[Stated task] Copy the entries from their beginning through the line containing "M381 172L422 163L453", swapping "long wavy hair" for "short straight hair" and keeping everything else the same.

• • • • •

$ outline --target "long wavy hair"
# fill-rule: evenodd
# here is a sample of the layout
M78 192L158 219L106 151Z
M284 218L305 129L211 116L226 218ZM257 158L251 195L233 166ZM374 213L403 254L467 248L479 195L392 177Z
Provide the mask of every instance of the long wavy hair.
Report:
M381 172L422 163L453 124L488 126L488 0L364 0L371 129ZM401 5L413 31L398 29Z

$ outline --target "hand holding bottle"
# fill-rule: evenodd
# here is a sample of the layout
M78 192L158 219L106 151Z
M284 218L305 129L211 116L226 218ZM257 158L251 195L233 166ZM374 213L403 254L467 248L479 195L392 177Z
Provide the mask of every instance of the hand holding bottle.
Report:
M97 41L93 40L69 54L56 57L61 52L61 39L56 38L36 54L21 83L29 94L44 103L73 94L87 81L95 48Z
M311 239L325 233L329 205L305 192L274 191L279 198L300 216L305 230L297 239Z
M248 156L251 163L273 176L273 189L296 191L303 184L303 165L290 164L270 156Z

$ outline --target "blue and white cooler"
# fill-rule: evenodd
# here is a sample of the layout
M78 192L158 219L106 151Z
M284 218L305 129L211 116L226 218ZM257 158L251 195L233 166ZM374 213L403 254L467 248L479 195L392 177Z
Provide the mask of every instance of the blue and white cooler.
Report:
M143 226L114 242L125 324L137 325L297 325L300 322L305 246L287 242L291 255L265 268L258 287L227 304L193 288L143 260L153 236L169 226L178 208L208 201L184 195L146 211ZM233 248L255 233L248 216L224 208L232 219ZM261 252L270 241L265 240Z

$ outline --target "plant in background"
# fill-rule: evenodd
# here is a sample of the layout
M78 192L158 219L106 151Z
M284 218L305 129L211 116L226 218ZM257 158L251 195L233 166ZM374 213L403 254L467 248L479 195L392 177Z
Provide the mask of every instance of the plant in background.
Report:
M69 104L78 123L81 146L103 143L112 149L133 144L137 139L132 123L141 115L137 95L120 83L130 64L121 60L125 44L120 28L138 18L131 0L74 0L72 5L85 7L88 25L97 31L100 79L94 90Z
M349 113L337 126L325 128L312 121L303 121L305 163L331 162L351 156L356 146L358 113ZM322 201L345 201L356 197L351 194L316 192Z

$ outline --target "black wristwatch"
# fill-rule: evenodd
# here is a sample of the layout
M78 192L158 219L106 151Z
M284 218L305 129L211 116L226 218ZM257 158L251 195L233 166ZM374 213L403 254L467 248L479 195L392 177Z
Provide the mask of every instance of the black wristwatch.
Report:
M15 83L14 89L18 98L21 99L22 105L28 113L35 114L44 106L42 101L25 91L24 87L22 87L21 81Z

• • • • •

[Task answer]
$ outline --target "short straight hair"
# fill-rule: evenodd
# here is a sample of the layout
M78 192L158 219L106 151Z
M284 218L305 129L211 116L226 218ZM257 158L251 195L233 166ZM374 213L403 254L467 248L479 195L392 177Z
Provide the mask of every instance of the short straight hair.
Report:
M381 172L422 163L453 124L488 126L488 0L364 0L371 129ZM401 5L413 31L398 29Z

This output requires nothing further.